### SOURCE
Yogas-Outliers

Yoga's outliers

Men are still in the minority when it comes to yoga in the West. They are yoga’s outliers, says Gregory Ormson

Everyone is broken and we all need yoga to heal division and strife. If we in the yoga world can’t overcome our own barriers and biases, and if yogis can’t create a new world of equality and wholeness with yoga healing, who can?

I’m from the US’ Midwest where my boots were stained with the weight of my story: mud, dirt, and blood. Now I live in the desert and do yoga where I’m part of the sore hamstring tribe. Yoga has taught some men, like me, to shift our lives and exchange arm strength for core strength, to find wholeness through cooperation rather than the fracture of competition, and to ‘descend in order to ascend’. This, according to Iyengar, is yoga’s way to progress, and a reversal of the hierarchical Gospel to reach ever higher and higher with effort and more effort.

Girls rule
I’ve noticed in the yoga world a shape — shifting environment with new tools, a new philosophy, and a new reality: for the most part, women are in charge.

I’ve been practicing publicly for seven years and have been to many studios in four states. When I travelled to India, Argentina, Europe, and Korea I was not yet doing yoga. But in Hawaii, Michigan, Wisconsin, and Arizona I’ve noticed a slight increase in the numbers of men practicing. And yet most still stay away. They’re not willing to work through barriers they experience — whether intentional or not — in the modern-day yoga studio.

Women will not like hearing this, but, in my opinion, there are unspoken blocks to men in contemporary yoga studios. Most are subtle, while some obstacles are direct and intentional. Women are willing to teach us, but they don’t trust us. I understand their reasons.

According to a survey by Gfk (Gfk.com) 80% of women in the US have, in some way, been harassed or worse by men both sexually or in other ways. When I saw one of my daughter’s social media posts tagged with #MeToo, I too felt my blood boil. Many women in yoga (and a few men) have experienced the painful reality of sexual harassment and abuse.

The modern era
Until the last 100 years, yoga was cloistered away as an expression of disciplined physical, intellectual, and spiritual life. Yoga was reserved for men of the high priestly and scholarly class; this has changed. I’ve observed yoga summarised as a physical exercise practice available to all and presented in culture as a fashionable workout with a few bones tossed in the direction of tradition. In book stores, yoga books lean into beauty and diet offerings, and yoga magazines focus on stories for women. It’s not surprising for most classes are made up of 80% (or more) women.

Historically, yoga has been segregated. This doesn’t fit with yoga’s aims for balance and union. It didn’t fit then, and it doesn’t fit now. Is it balanced to have all women instructors on a staff of 15 or 20? Is it reflective of society or of the studio? Are there other fields where this similar disproportionate ratio in leadership is acceptable?

Perhaps we aren’t able to be inclusive as humans. Maybe separate sex yoga classes are the best option. I’m noticing more yoga single sex retreats. Recently, I noticed a yoga and writing retreat but then I read it was for women only. This is something we’ve all experienced, but does that make it okay?

### SET PROBLEM A
Render the listing below as a Markdown table with the columns Row and Listing line. Include everything from its first line up to and including the line with "left=116, top=194, right=207, bottom=222", and leave out blank lines.

### GIVEN RECORDS
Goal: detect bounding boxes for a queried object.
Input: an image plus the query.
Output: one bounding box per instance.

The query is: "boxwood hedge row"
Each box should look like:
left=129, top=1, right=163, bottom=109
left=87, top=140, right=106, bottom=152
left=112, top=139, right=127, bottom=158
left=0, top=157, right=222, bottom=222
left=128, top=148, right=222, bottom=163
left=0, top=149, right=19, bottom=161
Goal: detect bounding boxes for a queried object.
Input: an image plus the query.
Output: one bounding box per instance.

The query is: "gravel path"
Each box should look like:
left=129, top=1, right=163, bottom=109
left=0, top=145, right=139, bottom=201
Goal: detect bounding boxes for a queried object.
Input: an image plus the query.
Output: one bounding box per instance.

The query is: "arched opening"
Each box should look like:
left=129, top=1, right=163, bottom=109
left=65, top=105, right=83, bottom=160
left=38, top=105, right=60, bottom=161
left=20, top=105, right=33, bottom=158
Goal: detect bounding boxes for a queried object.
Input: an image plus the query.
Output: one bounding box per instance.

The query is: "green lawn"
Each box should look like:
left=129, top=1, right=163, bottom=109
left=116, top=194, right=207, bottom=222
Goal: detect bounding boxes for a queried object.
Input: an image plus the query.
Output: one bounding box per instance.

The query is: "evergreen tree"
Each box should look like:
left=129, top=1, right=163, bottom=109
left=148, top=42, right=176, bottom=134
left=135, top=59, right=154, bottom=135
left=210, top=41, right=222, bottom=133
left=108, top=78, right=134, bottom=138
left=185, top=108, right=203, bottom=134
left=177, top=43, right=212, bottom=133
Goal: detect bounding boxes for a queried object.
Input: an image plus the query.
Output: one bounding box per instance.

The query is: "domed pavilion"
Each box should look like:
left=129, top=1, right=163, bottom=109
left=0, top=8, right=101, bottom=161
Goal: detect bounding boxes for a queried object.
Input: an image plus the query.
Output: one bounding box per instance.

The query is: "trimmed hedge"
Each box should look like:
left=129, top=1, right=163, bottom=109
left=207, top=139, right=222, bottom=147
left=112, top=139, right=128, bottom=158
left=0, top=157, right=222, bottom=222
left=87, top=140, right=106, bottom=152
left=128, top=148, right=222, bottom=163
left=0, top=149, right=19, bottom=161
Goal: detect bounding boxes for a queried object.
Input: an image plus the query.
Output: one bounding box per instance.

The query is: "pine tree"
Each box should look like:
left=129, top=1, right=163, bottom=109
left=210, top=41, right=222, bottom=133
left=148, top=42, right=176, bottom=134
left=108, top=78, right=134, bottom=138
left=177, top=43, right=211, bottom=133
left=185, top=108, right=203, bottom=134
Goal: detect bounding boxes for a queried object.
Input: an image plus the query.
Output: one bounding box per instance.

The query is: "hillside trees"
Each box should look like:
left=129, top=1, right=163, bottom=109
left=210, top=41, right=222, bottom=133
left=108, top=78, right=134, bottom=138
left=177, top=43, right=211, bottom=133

### SET PROBLEM B
Write the next part of the essay on men in yoga, picking up where it stops.

### ANSWER A
| Row | Listing line |
|---|---|
| 1 | Goal: detect bounding boxes for a queried object. |
| 2 | Input: an image plus the query. |
| 3 | Output: one bounding box per instance. |
| 4 | The query is: "boxwood hedge row" |
| 5 | Each box should look like: |
| 6 | left=129, top=1, right=163, bottom=109 |
| 7 | left=87, top=140, right=106, bottom=152 |
| 8 | left=112, top=139, right=127, bottom=158 |
| 9 | left=0, top=157, right=222, bottom=222 |
| 10 | left=128, top=148, right=222, bottom=163 |
| 11 | left=0, top=149, right=19, bottom=161 |
| 12 | Goal: detect bounding boxes for a queried object. |
| 13 | Input: an image plus the query. |
| 14 | Output: one bounding box per instance. |
| 15 | The query is: "gravel path" |
| 16 | Each box should look like: |
| 17 | left=129, top=1, right=163, bottom=109 |
| 18 | left=0, top=145, right=139, bottom=201 |
| 19 | Goal: detect bounding boxes for a queried object. |
| 20 | Input: an image plus the query. |
| 21 | Output: one bounding box per instance. |
| 22 | The query is: "arched opening" |
| 23 | Each box should look like: |
| 24 | left=129, top=1, right=163, bottom=109 |
| 25 | left=65, top=105, right=83, bottom=160 |
| 26 | left=38, top=105, right=60, bottom=161 |
| 27 | left=20, top=105, right=33, bottom=158 |
| 28 | Goal: detect bounding boxes for a queried object. |
| 29 | Input: an image plus the query. |
| 30 | Output: one bounding box per instance. |
| 31 | The query is: "green lawn" |
| 32 | Each box should look like: |
| 33 | left=129, top=1, right=163, bottom=109 |
| 34 | left=116, top=194, right=207, bottom=222 |

### ANSWER B
A new hierarchy
Maybe it’s impossible to live out the Pedagogy of the Oppressed, the idea that when the once-oppressed take over, they will not do the same thing their oppressors did to them because they’ve experienced it. Women have been oppressed in the hierarchical system, and it’s easy to understand them adopting hierarchical male models in leadership and in yoga. Men have profited from hierarchical leadership and this model has taught leadership and sales to women. But don’t we think of the yoga world as different?

Can yoga be more inclusive now that women are leading as teachers, owners, and content creators? Will women address an unbalanced situation? Aren’t they asking some of these questions about yoga’s presentation to culture and the small numbers of men practicing? Do they think of men as an underserved population?

In our bodies, and in our sexual politic, we are all trailing clouds of shame. It’s why we’re suspicious of the opposite sex. In a climate of distrust, it’s hard to build equality and unity. Consequences are ruined gender relationships born from the experience of power and exploitation. The yoga world is not exempt from any of this because the yoga world is still the world of people.

Toward inclusion
I don’t have a far-reaching answer. I don’t even know if it’s an issue. But I know I will continue to practice at yoga studios in spite of a clear imbalance. I will keep going because yoga fixed my injured back, and the proof is in my body. I continue to write, hope, engage and teach yoga toward true equality. I will work to overcoming my blind spots and unintended barriers. Will you?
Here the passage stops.